─── Seçilen Metin ───

Elazığ
05 Mayıs, 2024, Pazar
  • DOLAR
    32.34
  • EURO
    34.87
  • ALTIN
    2393.5
  • BIST
    10276.88
  • BTC
    63318.431$

NE MUTLU, EDEBİ UTANMASI OLANA!

08 Aralık 2022, Perşembe 09:32
NE MUTLU, EDEBİ UTANMASI OLANA!

Ne mutlu edebiyle çalışan çalışabilen kadına. Ne mutlu kendi ayaklarının üzerinde durabilen ailesinin medar- ı iftiharı olan kadınlara. Ne mutlu!

─── Sağlanan Materyal ───

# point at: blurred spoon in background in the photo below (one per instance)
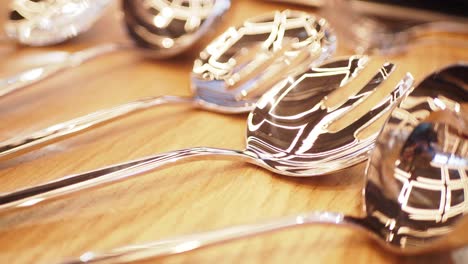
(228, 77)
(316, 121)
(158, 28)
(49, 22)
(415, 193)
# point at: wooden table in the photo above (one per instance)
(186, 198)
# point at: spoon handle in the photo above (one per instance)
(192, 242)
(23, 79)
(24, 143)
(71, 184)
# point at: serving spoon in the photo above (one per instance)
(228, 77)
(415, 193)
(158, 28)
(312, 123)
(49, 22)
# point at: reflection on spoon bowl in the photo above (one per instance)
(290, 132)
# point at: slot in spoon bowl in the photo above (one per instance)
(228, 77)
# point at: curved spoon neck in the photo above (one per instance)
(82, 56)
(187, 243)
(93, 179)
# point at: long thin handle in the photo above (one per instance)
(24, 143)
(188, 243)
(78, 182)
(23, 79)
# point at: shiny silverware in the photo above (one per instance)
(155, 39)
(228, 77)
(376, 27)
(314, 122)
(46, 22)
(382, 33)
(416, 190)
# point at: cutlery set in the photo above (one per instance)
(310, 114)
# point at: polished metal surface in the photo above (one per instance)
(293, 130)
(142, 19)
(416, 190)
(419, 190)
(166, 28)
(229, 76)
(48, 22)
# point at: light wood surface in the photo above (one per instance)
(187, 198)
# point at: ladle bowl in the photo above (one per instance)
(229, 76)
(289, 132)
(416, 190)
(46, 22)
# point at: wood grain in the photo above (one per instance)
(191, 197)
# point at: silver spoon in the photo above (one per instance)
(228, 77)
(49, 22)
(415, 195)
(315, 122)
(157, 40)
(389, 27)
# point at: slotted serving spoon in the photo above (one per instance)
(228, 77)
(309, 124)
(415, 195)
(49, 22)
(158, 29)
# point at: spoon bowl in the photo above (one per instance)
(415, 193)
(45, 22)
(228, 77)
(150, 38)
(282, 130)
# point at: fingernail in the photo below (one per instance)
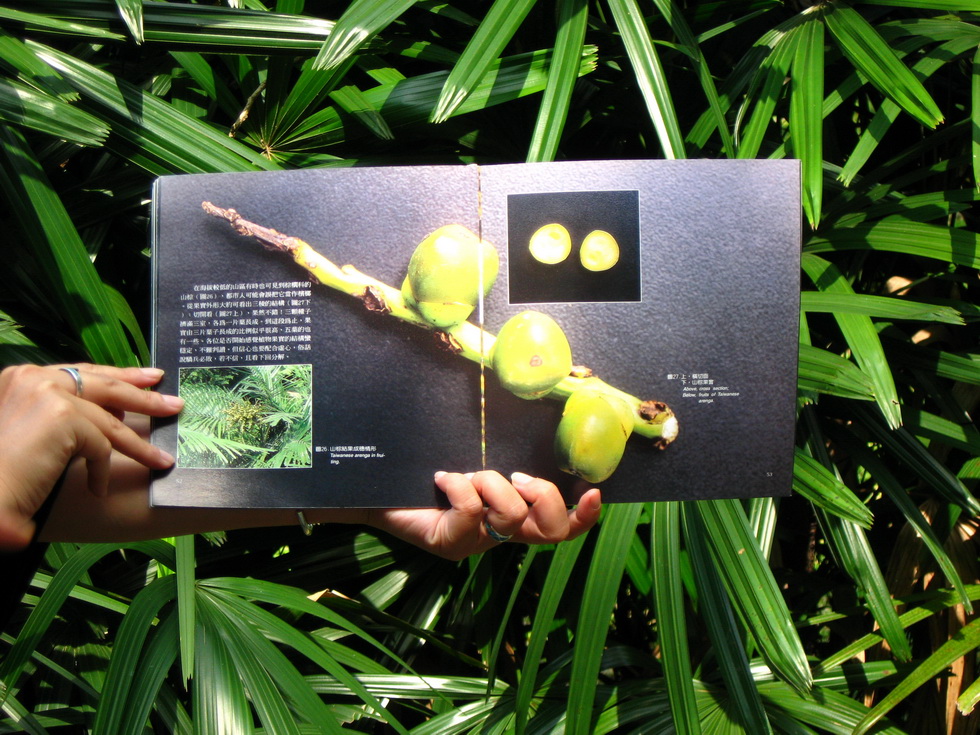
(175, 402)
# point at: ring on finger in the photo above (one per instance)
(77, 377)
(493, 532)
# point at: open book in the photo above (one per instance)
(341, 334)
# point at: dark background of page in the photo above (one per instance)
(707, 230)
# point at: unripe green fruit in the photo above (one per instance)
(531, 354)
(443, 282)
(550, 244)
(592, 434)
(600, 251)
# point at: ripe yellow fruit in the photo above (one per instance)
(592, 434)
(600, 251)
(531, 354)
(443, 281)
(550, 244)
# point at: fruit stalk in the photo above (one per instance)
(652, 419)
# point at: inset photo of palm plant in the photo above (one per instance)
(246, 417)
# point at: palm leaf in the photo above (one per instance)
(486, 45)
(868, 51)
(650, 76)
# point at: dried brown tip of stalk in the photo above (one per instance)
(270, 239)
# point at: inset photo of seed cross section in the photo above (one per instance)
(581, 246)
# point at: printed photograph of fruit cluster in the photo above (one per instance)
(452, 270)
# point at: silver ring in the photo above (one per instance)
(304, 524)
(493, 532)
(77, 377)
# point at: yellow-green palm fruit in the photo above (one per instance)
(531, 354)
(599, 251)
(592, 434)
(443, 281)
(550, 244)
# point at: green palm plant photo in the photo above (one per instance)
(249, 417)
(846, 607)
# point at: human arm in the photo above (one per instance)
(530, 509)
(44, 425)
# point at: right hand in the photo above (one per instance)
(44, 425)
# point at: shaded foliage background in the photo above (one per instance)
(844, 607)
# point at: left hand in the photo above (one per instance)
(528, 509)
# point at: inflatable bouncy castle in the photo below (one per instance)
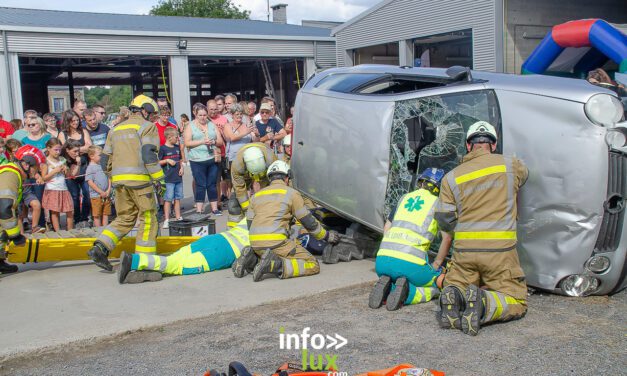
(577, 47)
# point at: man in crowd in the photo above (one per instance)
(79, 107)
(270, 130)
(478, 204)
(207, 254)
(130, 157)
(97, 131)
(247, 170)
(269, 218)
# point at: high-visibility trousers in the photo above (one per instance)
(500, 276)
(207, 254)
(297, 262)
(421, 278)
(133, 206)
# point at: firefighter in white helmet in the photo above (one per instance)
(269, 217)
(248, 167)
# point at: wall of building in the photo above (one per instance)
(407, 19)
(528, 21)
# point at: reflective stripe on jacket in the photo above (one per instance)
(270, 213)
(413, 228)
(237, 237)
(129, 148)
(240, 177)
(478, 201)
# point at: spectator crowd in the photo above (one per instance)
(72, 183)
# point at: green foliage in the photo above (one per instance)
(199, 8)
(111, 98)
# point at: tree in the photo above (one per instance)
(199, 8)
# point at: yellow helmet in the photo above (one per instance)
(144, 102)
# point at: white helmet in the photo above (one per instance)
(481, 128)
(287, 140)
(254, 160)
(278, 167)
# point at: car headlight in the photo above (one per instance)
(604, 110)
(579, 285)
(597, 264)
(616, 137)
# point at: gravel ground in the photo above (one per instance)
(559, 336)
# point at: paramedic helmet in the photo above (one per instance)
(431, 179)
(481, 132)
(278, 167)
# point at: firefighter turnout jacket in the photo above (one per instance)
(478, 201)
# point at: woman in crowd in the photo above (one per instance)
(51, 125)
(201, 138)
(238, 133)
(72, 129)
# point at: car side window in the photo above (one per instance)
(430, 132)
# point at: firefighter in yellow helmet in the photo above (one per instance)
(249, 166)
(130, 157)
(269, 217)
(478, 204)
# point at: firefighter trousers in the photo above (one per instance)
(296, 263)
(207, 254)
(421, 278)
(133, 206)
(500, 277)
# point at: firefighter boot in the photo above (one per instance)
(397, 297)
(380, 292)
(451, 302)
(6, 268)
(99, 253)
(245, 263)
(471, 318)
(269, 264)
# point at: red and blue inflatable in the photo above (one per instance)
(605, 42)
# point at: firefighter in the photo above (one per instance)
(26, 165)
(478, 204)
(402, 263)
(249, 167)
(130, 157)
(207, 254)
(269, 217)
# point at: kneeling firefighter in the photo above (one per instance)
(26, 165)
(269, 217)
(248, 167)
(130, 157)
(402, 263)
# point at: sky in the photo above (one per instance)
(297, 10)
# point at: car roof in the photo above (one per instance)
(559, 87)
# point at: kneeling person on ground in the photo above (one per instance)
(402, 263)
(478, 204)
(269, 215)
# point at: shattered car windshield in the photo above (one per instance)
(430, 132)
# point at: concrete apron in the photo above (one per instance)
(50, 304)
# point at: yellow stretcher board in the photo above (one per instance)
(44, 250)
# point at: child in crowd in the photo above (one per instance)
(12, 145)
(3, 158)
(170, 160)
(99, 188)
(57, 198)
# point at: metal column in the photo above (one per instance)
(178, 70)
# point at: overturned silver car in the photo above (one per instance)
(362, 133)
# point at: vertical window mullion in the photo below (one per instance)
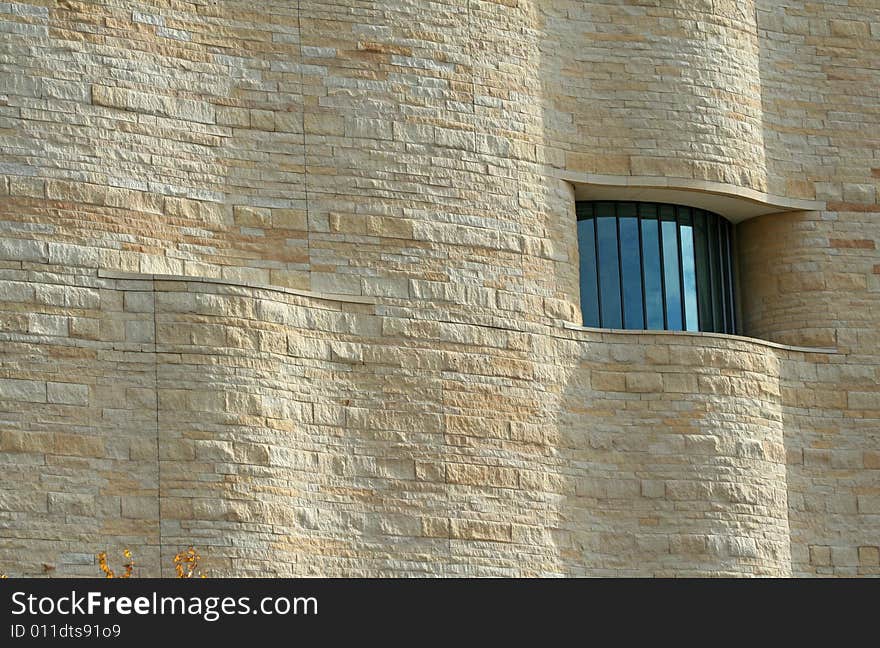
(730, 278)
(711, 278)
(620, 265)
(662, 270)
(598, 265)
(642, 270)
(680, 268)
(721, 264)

───

→ Belirtilen Amaç:
Yukarıdaki seçilen metni hiçbir değişiklik yapmadan baştan sona tekrarlayınız.

→ Yanıt:
Elazığ
05 Mayıs, 2024, Pazar
  • DOLAR
    32.34
  • EURO
    34.87
  • ALTIN
    2393.5
  • BIST
    10276.88
  • BTC
    63318.431$

NE MUTLU, EDEBİ UTANMASI OLANA!

08 Aralık 2022, Perşembe 09:32
NE MUTLU, EDEBİ UTANMASI OLANA!

Ne mutlu edebiyle çalışan çalışabilen kadına. Ne mutlu kendi ayaklarının üzerinde durabilen ailesinin medar- ı iftiharı olan kadınlara. Ne mutlu!